§ BUTIR TUGAS 1
Tuliskan kembali persis baris-baris entri mulai dari awal entri sampai baris yang memuat "box: [845, 308, 947, 403]", termasuk baris itu sendiri. Gambar tidak perlu disertakan dalam jawaban.

Secarik Kertas Untukmu, Penulis yang Diam-Diam Telah Mencuri Hatiku

Aku memandangmu sedang begitu asik dengan tulisanmu di seberang meja tempatku duduk saat ini. Kamu tampak begitu cerdas dengan sesekali memutar pulpen untuk mencari sebuah ide. Tiba-tiba kamu melirikku. Oh Tuhan! Senyummu, matamu, aku sangat suka! Senyum manis yang selama ini aku rindu. Mata bersinar yang selama ini aku nantikan. Aku tidak menginginkan lebih, aku hanya ingin kamu mengajakku berbincang dengan ide cemerlangmu itu.

Advertisement

Beberapa kali aku sering mencuri-curi pandang ke arahmu. Beberapa kali juga aku terpergoki karena matamu menangkap pandangku. Aku seperti seekor kucing yang ingin mencuri tikus di seberang sana. Aku sangat suka merasakan seperti ini, bermain dengan degupan jantung dan kupu-kupu di dalam perutku. Rasanya aku cukup puas hanya dengan melihat dan memperhatikanmu dari sini. Saat ini kamu sedang memesan secangkir kopi kesukaanmu. Kamu menunggu kopi sambil sesekali matamu mengelilingin tempat ini. Selang beberapa menit akhirnya pesananmu datang. Dengan wajah manis itu kamu tersenyum sambil mengucap terimakasih kepada pelayan yang sudah membawakan kopimu itu.

“Jangan senyum-senyum, aku tak kuat melihat itu dari sini.” Batinku saat senyum itu mengembang kembali. Walaupun senyum itu bukan ditujukan ke arahku tetapi aku masih bisa melihatnya dari sini. Mungkin kamu tidak sadar ada aku di sini yang sedang memerhatikanmu secara diam-diam dengan sesekalu menjadikanmu tokoh utama di dalam ceritaku. Ketahuilah aku hanya mampu menyapamu melalui rangkaian sajak yang ku buat. Entah sudah berapa kali tulisan tentangmu kubuat, hanya untuk sekadar menyapamu.

§ DATA LATIHAN INI
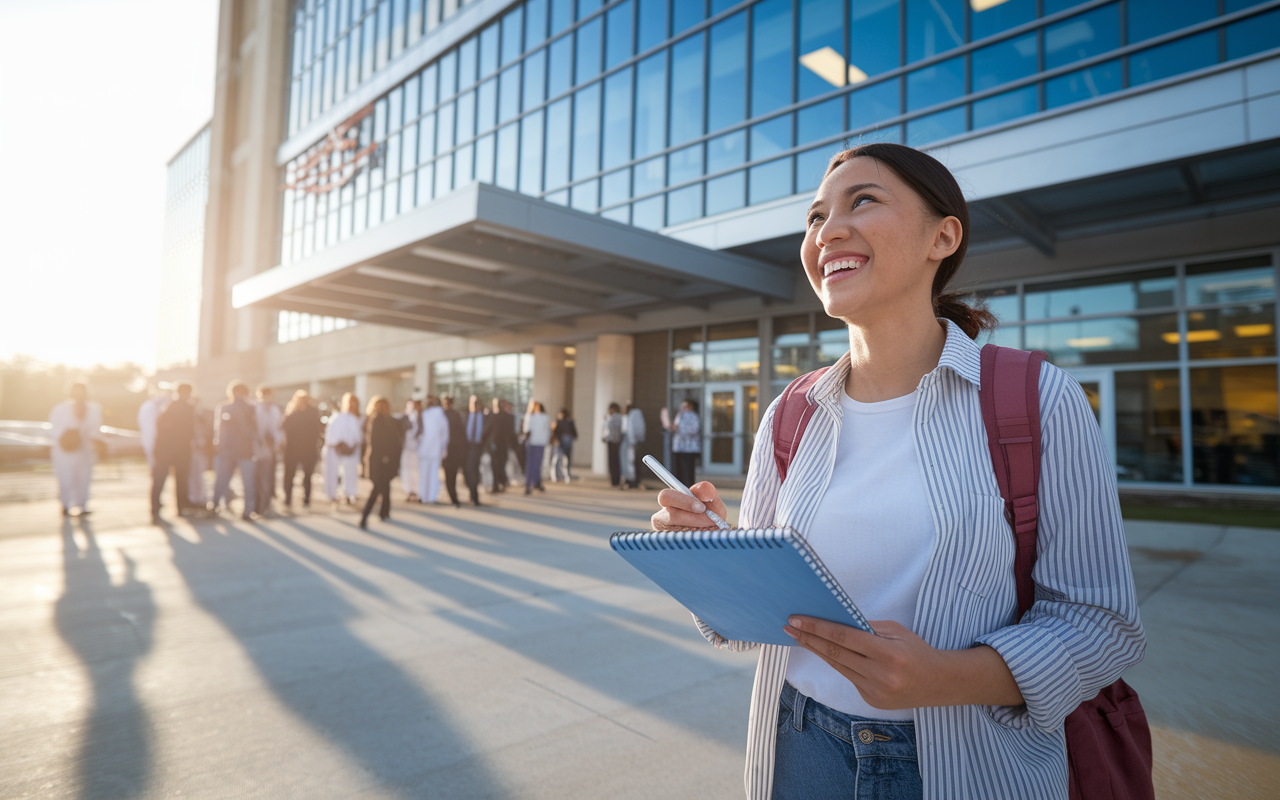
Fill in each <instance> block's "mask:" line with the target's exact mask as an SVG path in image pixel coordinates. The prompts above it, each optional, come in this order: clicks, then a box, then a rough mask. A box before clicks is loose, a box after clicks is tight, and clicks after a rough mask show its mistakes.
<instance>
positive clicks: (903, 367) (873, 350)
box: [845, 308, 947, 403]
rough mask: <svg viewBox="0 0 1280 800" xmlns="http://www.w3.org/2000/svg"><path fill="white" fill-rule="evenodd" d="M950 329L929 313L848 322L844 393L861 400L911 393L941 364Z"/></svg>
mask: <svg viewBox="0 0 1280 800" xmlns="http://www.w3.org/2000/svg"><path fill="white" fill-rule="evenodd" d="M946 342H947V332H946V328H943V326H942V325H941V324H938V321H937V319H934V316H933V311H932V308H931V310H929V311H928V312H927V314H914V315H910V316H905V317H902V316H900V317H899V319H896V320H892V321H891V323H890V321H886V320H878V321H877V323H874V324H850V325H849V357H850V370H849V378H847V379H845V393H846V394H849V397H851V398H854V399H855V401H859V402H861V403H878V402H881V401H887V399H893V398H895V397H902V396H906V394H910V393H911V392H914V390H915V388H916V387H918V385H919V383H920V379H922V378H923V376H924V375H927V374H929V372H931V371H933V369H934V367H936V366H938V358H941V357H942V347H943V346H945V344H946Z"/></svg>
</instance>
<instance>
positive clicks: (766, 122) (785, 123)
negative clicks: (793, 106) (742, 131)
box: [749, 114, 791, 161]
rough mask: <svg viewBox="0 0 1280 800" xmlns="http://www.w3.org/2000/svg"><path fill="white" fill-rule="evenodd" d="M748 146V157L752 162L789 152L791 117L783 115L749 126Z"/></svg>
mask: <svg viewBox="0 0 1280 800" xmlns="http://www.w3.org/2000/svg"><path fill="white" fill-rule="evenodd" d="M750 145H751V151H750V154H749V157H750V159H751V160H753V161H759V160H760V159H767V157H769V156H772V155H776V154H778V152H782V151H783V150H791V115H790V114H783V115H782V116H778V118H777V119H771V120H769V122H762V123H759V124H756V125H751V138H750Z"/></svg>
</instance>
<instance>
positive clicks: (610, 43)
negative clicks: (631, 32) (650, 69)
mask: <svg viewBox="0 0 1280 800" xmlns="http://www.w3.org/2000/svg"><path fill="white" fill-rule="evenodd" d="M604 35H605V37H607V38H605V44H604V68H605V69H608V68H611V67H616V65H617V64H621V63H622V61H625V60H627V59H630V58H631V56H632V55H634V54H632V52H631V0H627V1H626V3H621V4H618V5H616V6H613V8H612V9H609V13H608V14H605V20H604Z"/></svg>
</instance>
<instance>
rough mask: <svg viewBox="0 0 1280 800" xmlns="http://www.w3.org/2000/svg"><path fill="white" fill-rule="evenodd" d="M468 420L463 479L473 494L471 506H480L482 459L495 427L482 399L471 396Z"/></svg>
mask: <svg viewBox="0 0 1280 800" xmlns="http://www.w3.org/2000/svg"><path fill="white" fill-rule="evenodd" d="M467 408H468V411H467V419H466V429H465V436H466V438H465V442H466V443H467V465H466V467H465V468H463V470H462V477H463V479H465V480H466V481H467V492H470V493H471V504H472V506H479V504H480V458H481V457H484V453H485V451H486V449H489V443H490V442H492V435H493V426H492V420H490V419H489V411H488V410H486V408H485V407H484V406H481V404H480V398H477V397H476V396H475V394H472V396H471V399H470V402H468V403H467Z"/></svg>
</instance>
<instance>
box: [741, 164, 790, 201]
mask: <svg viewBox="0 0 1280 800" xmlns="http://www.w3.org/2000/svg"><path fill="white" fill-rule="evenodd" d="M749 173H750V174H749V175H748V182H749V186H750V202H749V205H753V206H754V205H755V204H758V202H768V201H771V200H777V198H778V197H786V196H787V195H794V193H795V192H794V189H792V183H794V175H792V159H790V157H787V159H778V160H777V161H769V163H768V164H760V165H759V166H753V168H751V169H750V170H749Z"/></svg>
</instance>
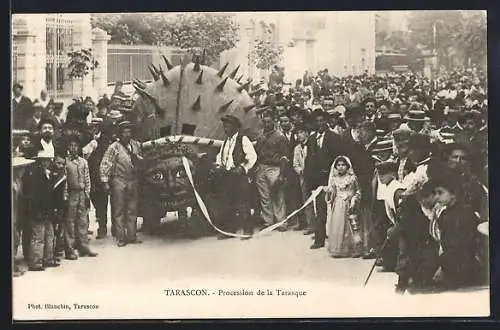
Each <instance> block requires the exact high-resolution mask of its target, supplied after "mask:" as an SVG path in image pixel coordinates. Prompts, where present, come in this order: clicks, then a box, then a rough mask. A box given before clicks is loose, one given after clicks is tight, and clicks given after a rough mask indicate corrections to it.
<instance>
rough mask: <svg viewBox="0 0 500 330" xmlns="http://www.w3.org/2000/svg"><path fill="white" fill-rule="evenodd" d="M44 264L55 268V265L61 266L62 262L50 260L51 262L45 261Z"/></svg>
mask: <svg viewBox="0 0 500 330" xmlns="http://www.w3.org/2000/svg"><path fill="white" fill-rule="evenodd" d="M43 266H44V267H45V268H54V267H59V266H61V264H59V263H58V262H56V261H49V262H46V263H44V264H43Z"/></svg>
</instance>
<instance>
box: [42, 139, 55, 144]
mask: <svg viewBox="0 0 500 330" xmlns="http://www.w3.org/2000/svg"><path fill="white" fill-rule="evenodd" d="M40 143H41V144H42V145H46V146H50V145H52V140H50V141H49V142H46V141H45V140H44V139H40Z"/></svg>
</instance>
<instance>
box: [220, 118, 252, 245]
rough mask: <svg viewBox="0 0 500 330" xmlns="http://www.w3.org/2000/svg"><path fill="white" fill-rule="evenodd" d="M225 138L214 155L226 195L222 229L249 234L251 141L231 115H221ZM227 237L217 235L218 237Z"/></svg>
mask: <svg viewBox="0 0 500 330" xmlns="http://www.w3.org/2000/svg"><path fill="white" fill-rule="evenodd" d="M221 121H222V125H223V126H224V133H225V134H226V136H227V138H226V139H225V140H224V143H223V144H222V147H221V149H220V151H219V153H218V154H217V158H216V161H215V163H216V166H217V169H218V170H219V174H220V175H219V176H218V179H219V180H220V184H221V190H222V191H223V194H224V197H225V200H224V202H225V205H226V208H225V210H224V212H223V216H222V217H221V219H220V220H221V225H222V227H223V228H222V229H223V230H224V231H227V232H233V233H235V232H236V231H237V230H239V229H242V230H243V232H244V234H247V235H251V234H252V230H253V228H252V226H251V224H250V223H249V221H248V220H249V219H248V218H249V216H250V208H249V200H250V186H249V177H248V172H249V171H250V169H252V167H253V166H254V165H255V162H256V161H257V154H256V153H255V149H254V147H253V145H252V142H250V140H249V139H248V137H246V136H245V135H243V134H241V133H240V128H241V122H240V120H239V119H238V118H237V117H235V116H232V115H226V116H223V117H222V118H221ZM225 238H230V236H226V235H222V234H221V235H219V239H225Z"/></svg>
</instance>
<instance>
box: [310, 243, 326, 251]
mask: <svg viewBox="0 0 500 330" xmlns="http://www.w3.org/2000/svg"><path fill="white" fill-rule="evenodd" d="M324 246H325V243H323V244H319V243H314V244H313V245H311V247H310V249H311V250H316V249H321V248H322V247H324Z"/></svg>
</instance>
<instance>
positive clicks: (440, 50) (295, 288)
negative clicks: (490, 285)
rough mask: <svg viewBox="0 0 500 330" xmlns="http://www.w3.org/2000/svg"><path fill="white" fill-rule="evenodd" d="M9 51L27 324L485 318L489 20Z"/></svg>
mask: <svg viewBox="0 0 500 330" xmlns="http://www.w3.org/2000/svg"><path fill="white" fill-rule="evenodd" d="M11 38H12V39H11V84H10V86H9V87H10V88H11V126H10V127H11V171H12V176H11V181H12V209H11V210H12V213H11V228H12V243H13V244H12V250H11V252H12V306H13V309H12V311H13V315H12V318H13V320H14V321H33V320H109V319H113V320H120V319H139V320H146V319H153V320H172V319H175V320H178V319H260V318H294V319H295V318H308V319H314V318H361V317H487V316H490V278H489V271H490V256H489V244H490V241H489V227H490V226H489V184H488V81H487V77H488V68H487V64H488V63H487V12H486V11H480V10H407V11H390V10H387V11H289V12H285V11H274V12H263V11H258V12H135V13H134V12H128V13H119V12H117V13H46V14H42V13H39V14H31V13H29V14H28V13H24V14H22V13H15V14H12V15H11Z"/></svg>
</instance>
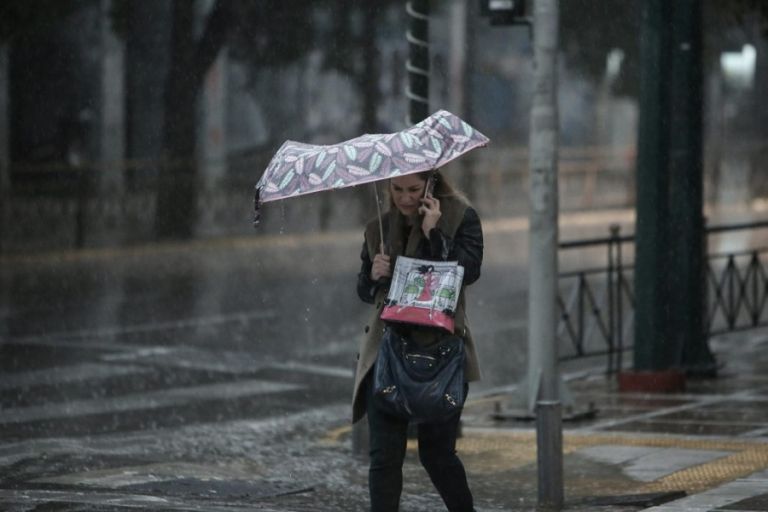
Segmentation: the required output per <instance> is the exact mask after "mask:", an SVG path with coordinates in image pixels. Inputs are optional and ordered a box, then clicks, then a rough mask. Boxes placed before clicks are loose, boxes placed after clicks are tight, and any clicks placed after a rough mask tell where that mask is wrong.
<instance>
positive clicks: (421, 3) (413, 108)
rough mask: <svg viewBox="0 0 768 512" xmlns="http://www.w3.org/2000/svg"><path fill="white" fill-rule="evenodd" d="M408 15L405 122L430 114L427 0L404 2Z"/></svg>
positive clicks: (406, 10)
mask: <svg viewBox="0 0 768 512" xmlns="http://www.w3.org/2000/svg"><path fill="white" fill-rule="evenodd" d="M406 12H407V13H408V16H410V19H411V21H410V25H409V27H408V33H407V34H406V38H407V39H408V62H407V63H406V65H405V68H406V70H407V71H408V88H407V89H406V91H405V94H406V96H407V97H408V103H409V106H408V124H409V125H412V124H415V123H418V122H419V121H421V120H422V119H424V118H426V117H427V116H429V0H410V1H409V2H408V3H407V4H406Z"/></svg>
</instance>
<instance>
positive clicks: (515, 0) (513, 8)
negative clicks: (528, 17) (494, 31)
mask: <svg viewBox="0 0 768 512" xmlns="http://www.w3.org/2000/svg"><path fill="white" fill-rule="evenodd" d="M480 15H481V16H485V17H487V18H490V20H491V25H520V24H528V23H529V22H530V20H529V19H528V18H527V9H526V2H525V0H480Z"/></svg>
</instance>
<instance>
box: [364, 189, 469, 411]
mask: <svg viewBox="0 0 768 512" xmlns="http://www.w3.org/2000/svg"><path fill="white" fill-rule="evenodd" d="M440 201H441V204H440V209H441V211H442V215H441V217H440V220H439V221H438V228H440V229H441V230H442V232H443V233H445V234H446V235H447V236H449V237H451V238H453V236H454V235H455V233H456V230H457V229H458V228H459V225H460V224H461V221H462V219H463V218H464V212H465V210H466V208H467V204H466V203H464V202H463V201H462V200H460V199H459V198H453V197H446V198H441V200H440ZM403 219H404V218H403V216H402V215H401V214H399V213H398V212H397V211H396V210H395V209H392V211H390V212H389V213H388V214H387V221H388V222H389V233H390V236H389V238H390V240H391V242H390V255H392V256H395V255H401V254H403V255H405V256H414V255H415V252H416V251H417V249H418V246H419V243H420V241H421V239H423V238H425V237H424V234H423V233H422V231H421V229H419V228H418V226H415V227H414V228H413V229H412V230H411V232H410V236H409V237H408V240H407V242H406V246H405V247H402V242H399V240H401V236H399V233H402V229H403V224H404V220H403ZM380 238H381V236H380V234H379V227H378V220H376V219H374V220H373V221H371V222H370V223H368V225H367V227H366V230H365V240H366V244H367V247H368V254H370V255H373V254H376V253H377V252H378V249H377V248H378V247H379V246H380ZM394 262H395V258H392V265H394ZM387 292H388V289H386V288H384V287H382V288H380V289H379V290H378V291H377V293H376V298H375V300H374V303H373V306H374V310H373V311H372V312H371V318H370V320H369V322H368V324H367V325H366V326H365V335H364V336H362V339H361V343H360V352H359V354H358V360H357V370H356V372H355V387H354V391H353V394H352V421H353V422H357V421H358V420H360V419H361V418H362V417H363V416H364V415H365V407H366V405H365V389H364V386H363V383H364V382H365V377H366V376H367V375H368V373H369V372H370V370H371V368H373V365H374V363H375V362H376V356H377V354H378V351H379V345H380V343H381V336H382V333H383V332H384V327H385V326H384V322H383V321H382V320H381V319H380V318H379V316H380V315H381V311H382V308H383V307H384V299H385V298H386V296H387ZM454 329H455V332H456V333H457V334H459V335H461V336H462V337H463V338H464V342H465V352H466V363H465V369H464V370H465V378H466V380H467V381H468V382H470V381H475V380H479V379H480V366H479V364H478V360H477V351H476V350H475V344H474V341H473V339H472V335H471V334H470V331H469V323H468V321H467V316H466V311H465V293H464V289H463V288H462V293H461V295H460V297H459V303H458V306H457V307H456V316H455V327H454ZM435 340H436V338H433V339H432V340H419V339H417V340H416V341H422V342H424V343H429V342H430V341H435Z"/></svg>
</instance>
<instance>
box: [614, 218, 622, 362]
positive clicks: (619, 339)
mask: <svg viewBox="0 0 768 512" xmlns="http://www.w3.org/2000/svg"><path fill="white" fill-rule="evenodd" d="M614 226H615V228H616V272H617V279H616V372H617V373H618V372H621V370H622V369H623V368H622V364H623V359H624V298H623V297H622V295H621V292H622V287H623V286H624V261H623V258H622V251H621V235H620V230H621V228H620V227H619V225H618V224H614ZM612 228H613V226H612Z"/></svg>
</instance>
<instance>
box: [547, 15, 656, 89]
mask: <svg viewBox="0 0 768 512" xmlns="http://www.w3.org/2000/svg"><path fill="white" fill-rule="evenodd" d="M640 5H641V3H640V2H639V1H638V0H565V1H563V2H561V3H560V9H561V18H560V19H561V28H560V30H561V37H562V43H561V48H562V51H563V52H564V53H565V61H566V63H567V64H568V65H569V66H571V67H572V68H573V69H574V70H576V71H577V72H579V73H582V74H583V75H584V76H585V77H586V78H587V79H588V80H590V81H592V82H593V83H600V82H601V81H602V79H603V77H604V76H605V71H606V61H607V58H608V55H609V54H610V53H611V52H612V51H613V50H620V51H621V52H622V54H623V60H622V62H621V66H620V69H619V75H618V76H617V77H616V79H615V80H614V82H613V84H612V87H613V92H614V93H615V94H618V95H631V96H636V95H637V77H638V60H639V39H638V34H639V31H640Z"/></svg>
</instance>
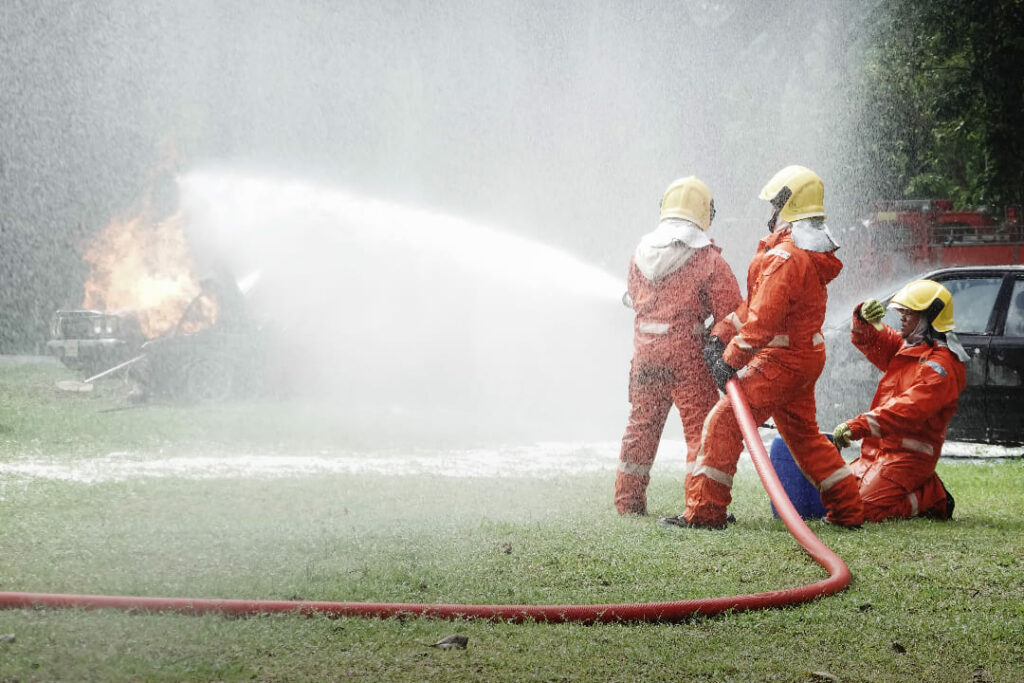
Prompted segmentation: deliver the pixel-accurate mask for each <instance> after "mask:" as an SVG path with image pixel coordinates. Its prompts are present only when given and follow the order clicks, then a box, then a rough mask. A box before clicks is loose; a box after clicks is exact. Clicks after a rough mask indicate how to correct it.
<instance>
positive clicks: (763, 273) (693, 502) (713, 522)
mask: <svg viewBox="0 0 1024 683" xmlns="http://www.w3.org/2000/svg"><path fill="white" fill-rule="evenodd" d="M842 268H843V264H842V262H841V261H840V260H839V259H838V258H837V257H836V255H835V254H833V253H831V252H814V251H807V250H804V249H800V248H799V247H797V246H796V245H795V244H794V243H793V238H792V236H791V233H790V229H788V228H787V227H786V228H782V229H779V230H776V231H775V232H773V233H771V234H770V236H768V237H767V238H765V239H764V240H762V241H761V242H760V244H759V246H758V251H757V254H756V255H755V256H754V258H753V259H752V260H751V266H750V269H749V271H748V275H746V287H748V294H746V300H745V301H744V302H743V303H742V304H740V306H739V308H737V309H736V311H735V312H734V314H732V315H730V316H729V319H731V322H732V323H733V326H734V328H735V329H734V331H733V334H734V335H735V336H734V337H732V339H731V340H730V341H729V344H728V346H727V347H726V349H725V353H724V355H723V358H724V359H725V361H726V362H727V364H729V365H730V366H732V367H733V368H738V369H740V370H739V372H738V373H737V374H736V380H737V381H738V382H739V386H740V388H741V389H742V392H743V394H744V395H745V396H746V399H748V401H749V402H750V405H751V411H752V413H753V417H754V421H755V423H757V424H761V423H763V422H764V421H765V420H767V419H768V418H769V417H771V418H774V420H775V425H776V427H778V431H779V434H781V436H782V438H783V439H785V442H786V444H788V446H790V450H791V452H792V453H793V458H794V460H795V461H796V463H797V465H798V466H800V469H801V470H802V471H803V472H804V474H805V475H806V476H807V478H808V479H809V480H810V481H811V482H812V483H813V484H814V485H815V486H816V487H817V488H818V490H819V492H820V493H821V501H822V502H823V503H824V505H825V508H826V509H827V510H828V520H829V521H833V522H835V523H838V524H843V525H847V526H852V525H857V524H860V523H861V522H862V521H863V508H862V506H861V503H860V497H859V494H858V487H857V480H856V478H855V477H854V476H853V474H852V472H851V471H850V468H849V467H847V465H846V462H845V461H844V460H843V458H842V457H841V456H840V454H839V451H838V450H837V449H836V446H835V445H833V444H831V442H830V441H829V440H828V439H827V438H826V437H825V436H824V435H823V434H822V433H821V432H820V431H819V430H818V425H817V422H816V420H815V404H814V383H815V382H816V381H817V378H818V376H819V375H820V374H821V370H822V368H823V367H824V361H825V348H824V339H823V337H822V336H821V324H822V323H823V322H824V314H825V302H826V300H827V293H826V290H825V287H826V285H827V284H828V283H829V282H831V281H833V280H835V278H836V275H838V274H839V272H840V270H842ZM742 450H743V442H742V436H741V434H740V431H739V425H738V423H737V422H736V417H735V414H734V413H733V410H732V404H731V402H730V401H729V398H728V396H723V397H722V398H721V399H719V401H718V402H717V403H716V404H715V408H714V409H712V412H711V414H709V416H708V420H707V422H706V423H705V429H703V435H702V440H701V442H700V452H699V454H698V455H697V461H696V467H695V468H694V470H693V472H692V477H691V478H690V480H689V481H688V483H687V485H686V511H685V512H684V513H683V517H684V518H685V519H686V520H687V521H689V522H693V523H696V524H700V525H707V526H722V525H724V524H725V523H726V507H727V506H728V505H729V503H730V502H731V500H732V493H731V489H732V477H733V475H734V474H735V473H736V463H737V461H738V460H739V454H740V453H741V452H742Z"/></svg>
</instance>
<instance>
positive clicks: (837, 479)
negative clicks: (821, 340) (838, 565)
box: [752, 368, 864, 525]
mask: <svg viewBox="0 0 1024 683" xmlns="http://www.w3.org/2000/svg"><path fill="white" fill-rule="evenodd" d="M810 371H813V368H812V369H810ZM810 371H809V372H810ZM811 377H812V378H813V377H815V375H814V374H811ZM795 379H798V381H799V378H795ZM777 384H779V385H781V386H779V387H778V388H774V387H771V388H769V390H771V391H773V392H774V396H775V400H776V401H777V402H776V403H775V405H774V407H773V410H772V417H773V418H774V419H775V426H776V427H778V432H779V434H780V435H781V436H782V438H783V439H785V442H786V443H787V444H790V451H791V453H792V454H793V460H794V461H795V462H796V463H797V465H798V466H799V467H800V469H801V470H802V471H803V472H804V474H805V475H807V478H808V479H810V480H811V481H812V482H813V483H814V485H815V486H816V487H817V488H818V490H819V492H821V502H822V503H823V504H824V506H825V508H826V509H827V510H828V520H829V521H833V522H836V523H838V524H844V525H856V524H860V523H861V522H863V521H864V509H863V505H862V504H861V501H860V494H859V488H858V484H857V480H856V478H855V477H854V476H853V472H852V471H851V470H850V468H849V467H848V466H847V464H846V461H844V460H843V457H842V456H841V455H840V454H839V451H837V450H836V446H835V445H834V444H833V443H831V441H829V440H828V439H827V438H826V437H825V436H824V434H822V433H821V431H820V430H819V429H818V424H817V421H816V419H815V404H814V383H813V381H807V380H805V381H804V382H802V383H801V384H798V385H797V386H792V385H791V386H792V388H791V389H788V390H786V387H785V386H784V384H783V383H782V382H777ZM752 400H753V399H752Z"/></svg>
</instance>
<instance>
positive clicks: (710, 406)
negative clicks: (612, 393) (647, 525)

§ BUTIR TUGAS 2
Tentukan apakah setiap pernyataan berikut sesuai dengan teks tentang penulis di seberang meja, lalu jawab ya atau tidak disertai kutipan kata-kata teks yang menentukannya.
(a) Orang yang diperhatikan itu memesan secangkir teh.
(b) Pesanan orang itu datang setelah beberapa menit.
(c) Pencerita menyapa orang itu melalui sajak.

§ BAGIAN JAWABAN 1
Fill in each <instance> block's "mask:" line with the target's exact mask as an SVG path in image pixel coordinates. The prompts above it, each optional, come in this order: clicks, then a box, then a rough mask. A box before clicks is loose, a box after clicks is tight, and clicks after a rough mask show its mistakes.
<instance>
positive clicks: (903, 367) (873, 350)
box: [845, 308, 947, 403]

§ BAGIAN JAWABAN 2
(a) Tidak: "Saat ini kamu sedang memesan secangkir kopi kesukaanmu."
(b) Ya: "Selang beberapa menit akhirnya pesananmu datang."
(c) Ya: "Ketahuilah aku hanya mampu menyapamu melalui rangkaian sajak yang ku buat."